● ASSIGNED TASK 1
From the transcript on AI investment deals, output the stretch from "Austin Smith: It" through "to AI investments.".
● ASSIGNED TASK 2
Please rewrite the paragraph of the AI investment transcript beginning "Eric Bleeker: Most people are aware" as a short list, keeping its main facts.
● ASSIGNED TASK 3
Take the transcript on AI investment deals further, continuing from where it stops.

● TEXT SEGMENT
•••••
Austin Smith: It is dizzying right now. You mentioned the power cord analogy, and I’ve seen this referred to as the ouroboros economy, like a snake eating itself. There are major concerns about circular investments that resemble the dot-com bust and vendor financing. For instance, during the dot-com era, companies exchanged advertising without actual revenue changing hands. This raises valid concerns about circular investments, but there are significant differences today. Many companies are generating real revenue, and while a minority are currently deriving revenue from AI, the major tech giants are producing billions in free cash flow and efficiency gains. For example, Meta’s return on invested capital has increased significantly due to AI investments.
Eric Bleeker: Most people are aware of these deals, but let’s clarify what’s happening. NVIDIA announced a $100 billion investment in OpenAI, which was followed by OpenAI committing to purchase $100 billion worth of chips from AMD. OpenAI’s agreement involves purchasing six gigawatts of chips, starting with one gigawatt in the second half of 2026. This translates to an estimated revenue of $90 to $100 billion for AMD. The relationship between the chip purchases and stock value is essentially one-to-one. NVIDIA’s deal, announced on September 22, is framed as a strategic partnership, with OpenAI committing to 10 gigawatts of NVIDIA GPUs. The financial structure of these deals is complex, with NVIDIA investing a portion of the build-out costs while also receiving equity back.
•••••
● STORED DATA
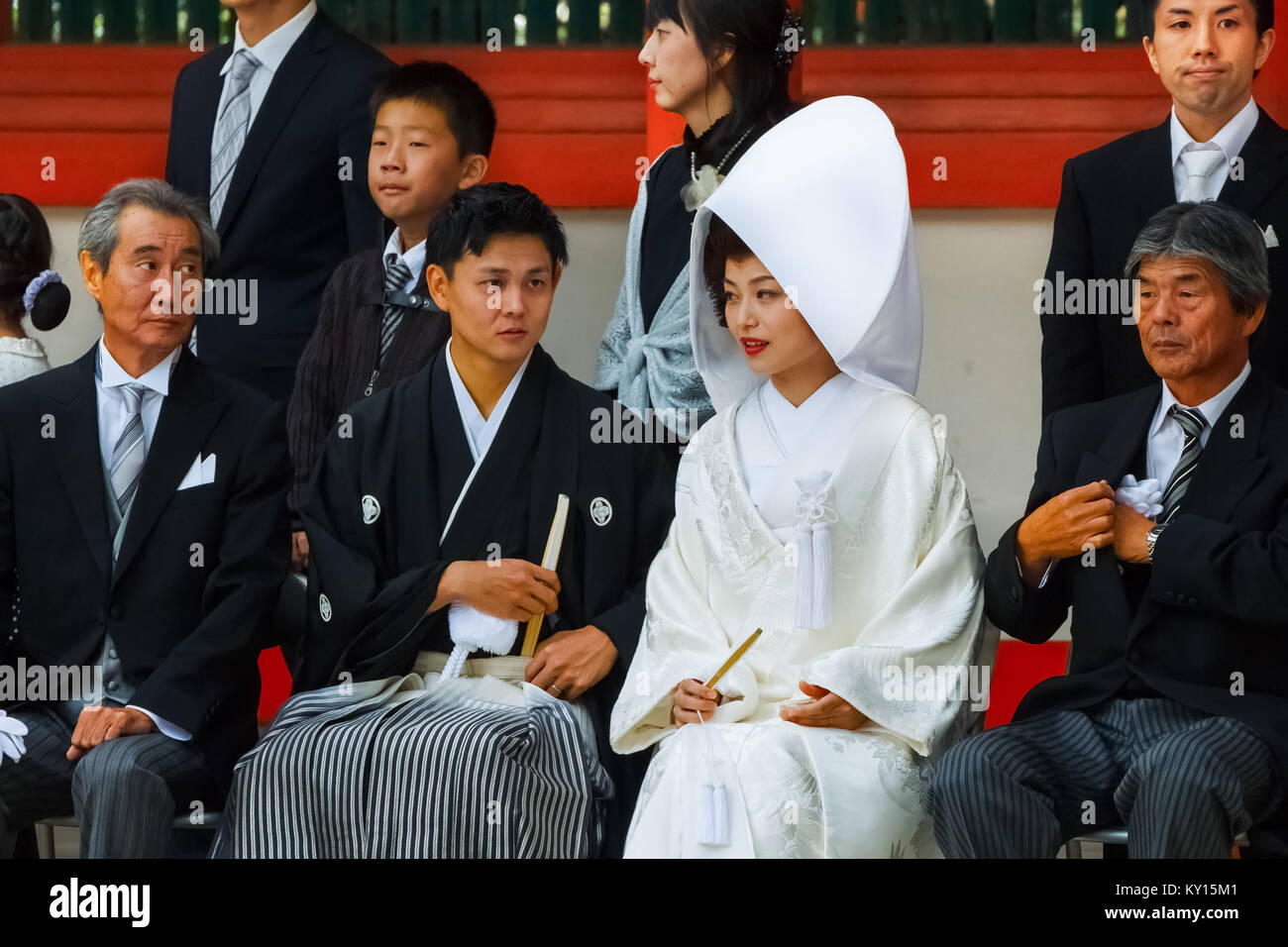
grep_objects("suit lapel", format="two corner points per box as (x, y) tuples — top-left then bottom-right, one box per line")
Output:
(1073, 385), (1163, 489)
(1219, 108), (1288, 215)
(110, 348), (227, 587)
(1128, 369), (1270, 637)
(1177, 371), (1270, 522)
(206, 10), (332, 239)
(196, 43), (233, 201)
(51, 343), (112, 576)
(1072, 385), (1162, 625)
(1138, 113), (1176, 220)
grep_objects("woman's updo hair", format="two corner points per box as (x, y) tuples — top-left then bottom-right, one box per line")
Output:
(0, 194), (72, 333)
(702, 214), (756, 326)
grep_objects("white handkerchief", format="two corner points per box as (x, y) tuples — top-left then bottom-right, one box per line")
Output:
(447, 601), (519, 655)
(1115, 474), (1163, 519)
(175, 454), (215, 491)
(0, 710), (27, 763)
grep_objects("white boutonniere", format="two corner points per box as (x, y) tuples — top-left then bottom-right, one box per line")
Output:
(680, 164), (725, 213)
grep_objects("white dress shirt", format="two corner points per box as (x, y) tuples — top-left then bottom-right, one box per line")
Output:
(215, 0), (318, 128)
(447, 339), (532, 467)
(1145, 362), (1252, 489)
(1172, 97), (1259, 201)
(380, 227), (427, 292)
(94, 336), (192, 741)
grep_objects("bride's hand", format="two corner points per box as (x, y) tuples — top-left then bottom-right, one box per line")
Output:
(778, 681), (868, 730)
(671, 678), (720, 727)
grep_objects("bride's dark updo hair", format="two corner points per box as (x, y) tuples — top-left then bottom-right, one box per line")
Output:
(702, 214), (756, 327)
(0, 194), (72, 333)
(645, 0), (804, 156)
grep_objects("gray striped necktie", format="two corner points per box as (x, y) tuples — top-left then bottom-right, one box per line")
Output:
(378, 254), (411, 365)
(1158, 404), (1207, 523)
(210, 49), (259, 226)
(108, 384), (147, 517)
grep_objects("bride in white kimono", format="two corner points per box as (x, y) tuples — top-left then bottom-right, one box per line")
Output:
(610, 97), (984, 857)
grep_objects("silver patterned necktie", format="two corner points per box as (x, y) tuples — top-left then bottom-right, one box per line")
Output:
(1158, 404), (1207, 523)
(108, 382), (147, 517)
(1176, 149), (1225, 202)
(378, 254), (411, 365)
(210, 49), (259, 226)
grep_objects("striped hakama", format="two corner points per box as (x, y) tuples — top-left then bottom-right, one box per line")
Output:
(213, 652), (612, 858)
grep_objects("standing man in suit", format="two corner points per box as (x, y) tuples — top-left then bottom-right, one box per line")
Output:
(931, 202), (1288, 858)
(164, 0), (393, 401)
(1042, 0), (1288, 417)
(0, 180), (290, 858)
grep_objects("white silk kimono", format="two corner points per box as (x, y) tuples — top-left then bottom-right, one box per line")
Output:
(610, 376), (984, 858)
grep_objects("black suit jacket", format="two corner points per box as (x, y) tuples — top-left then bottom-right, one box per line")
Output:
(164, 10), (393, 401)
(0, 344), (290, 789)
(1042, 111), (1288, 417)
(984, 369), (1288, 767)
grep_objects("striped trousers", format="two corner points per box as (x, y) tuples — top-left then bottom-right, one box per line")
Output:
(930, 697), (1284, 858)
(211, 655), (613, 858)
(0, 704), (213, 858)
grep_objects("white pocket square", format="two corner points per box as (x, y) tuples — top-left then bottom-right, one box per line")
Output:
(175, 454), (215, 491)
(1115, 474), (1163, 519)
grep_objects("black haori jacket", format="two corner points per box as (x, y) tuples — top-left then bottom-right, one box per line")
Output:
(295, 347), (675, 853)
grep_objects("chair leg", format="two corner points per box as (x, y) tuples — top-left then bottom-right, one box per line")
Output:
(35, 822), (54, 858)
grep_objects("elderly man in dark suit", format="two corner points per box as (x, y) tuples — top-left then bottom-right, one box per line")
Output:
(0, 180), (290, 857)
(164, 0), (393, 401)
(932, 202), (1288, 857)
(1040, 0), (1288, 417)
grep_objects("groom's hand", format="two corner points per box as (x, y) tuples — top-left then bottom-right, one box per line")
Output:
(523, 625), (617, 701)
(426, 559), (559, 621)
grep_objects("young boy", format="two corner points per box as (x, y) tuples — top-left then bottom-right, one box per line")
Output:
(218, 184), (674, 858)
(287, 61), (496, 573)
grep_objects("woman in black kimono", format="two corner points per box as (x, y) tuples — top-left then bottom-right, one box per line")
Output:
(593, 0), (804, 440)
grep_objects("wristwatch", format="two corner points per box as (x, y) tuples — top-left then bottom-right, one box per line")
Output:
(1145, 523), (1167, 562)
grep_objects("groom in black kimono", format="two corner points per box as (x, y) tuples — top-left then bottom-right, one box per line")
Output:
(295, 183), (675, 854)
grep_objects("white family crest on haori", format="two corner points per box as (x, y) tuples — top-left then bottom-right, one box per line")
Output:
(610, 97), (984, 857)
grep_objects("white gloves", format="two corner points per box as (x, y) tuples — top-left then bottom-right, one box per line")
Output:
(1115, 474), (1163, 519)
(0, 710), (27, 764)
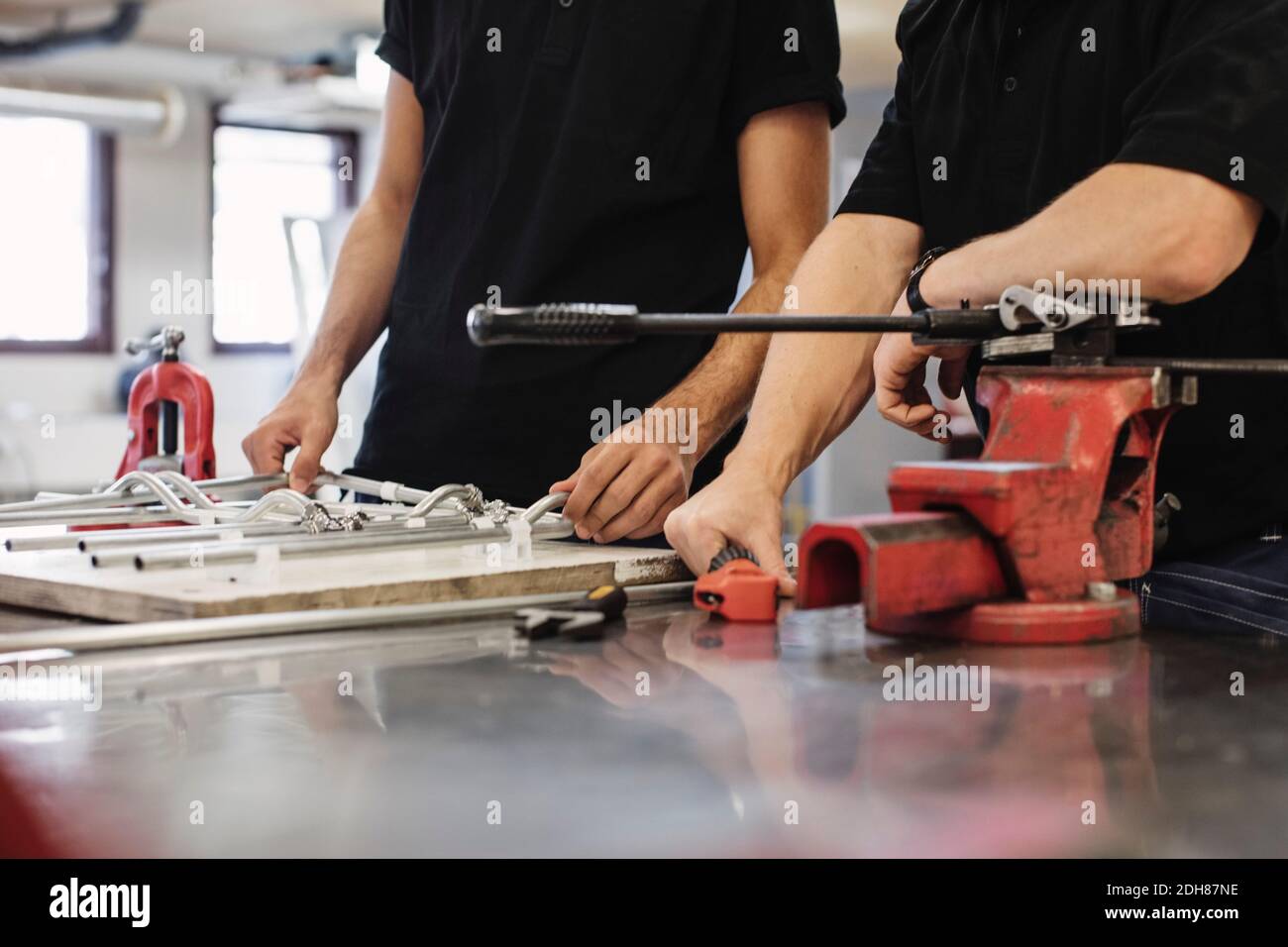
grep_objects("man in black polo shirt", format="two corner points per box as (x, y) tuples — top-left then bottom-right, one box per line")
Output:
(244, 0), (845, 541)
(667, 0), (1288, 633)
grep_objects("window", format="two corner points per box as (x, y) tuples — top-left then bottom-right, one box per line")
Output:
(211, 125), (357, 349)
(0, 116), (112, 352)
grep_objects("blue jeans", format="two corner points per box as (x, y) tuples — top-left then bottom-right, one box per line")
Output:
(1127, 526), (1288, 635)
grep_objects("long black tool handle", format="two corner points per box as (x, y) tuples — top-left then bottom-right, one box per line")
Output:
(467, 303), (968, 346)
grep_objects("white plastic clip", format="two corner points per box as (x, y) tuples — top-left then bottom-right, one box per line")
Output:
(505, 517), (532, 562)
(255, 546), (282, 585)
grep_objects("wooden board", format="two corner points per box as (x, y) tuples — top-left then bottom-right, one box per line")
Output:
(0, 541), (691, 621)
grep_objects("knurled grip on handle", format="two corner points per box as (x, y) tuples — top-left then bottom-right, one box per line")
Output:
(467, 303), (639, 347)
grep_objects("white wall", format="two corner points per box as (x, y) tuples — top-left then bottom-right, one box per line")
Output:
(0, 68), (939, 518)
(0, 69), (377, 494)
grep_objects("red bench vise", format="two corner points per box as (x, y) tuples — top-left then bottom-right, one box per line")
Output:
(798, 366), (1197, 644)
(116, 326), (215, 480)
(693, 546), (778, 622)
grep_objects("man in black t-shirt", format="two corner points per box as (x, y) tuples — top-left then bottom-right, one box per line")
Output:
(666, 0), (1288, 633)
(244, 0), (845, 541)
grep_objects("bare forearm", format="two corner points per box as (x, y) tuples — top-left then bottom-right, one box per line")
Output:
(726, 215), (921, 492)
(296, 200), (407, 393)
(658, 271), (787, 460)
(921, 164), (1261, 307)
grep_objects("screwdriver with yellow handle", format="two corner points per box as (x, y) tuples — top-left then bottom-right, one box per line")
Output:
(514, 585), (628, 642)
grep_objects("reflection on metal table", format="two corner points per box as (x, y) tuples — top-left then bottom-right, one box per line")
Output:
(0, 604), (1288, 856)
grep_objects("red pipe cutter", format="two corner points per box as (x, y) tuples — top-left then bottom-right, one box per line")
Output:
(116, 326), (215, 480)
(693, 546), (778, 621)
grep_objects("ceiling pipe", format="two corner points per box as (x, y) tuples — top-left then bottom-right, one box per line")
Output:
(0, 81), (187, 145)
(0, 0), (143, 59)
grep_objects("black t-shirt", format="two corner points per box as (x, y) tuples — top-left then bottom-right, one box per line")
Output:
(840, 0), (1288, 557)
(357, 0), (845, 502)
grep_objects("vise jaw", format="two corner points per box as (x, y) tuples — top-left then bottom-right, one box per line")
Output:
(798, 366), (1197, 644)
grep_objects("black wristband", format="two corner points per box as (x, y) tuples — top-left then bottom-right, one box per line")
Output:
(907, 246), (948, 313)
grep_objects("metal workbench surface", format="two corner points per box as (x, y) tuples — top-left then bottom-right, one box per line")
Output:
(0, 604), (1288, 856)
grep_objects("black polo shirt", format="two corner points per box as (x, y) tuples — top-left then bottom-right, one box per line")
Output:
(840, 0), (1288, 557)
(357, 0), (845, 502)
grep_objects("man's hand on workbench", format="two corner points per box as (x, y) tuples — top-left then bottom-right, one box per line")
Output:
(550, 421), (697, 543)
(872, 290), (970, 441)
(666, 456), (796, 595)
(242, 384), (339, 493)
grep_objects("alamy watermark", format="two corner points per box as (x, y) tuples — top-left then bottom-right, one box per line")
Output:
(1033, 270), (1143, 316)
(881, 657), (992, 710)
(590, 401), (698, 454)
(0, 661), (103, 711)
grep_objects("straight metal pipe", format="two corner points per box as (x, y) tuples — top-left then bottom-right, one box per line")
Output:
(134, 519), (574, 573)
(0, 582), (693, 661)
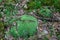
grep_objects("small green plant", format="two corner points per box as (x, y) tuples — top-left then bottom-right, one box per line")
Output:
(27, 0), (41, 9)
(53, 0), (60, 12)
(9, 15), (38, 38)
(38, 7), (52, 18)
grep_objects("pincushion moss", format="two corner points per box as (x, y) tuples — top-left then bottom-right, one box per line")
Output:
(9, 15), (38, 37)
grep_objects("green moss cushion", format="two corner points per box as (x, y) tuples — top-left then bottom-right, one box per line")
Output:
(10, 15), (38, 37)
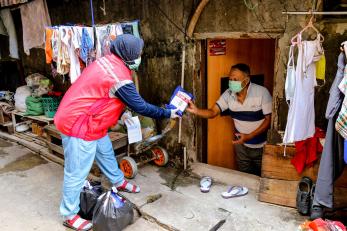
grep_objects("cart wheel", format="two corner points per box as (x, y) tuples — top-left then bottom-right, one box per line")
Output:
(119, 156), (137, 178)
(151, 146), (169, 166)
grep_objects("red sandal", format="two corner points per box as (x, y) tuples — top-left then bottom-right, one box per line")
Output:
(63, 215), (93, 231)
(116, 180), (140, 193)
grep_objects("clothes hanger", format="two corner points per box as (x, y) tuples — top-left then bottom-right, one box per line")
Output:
(290, 15), (324, 45)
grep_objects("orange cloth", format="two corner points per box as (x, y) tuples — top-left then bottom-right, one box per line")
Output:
(45, 28), (53, 64)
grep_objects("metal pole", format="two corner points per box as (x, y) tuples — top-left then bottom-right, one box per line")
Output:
(282, 11), (347, 15)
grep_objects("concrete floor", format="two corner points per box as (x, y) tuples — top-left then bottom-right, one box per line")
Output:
(0, 139), (304, 231)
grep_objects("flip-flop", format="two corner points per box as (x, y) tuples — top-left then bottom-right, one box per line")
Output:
(200, 176), (212, 193)
(296, 176), (312, 215)
(222, 186), (248, 199)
•••••
● RESULT 1
Austin Smith: It is dizzying right now. You mentioned the power cord analogy, and I’ve seen this referred to as the ouroboros economy, like a snake eating itself. There are major concerns about circular investments that resemble the dot-com bust and vendor financing. For instance, during the dot-com era, companies exchanged advertising without actual revenue changing hands. This raises valid concerns about circular investments, but there are significant differences today. Many companies are generating real revenue, and while a minority are currently deriving revenue from AI, the major tech giants are producing billions in free cash flow and efficiency gains. For example, Meta’s return on invested capital has increased significantly due to AI investments.

● RESULT 2
- NVIDIA announced a $100 billion investment in OpenAI.
- OpenAI then committed to buy $100 billion worth of chips from AMD: six gigawatts, starting with one gigawatt in the second half of 2026.
- That is an estimated $90 to $100 billion in revenue for AMD.
- NVIDIA's deal, announced on September 22, is framed as a strategic partnership, with OpenAI committing to 10 gigawatts of NVIDIA GPUs.
- The deals have a complex financial structure: NVIDIA invests part of the build-out costs and also receives equity back.

● RESULT 3
Eric Bleeker: This is the second episode in a row where major storylines are driven by OpenAI. Last episode focused on Oracle and Broadcom, while this one centers on NVIDIA and AMD. Everything in the investing space seems to be influenced by OpenAI right now. For instance, Taiwan Semiconductor has seen a 22% increase, largely due to its relationships with AMD and NVIDIA. Memory stocks are also booming, with Micron up 45% in the past month. Even if investors are not directly involved with NVIDIA or AMD, their portfolio performance is being driven by OpenAI’s ambitions.
Austin Smith: I have some concerns about the market structure, as OpenAI serves as a critical pillar for the industry. If OpenAI encounters any issues, it could significantly impact investor sentiment. I would prefer a scenario where multiple companies contribute to industry growth rather than relying on one major player.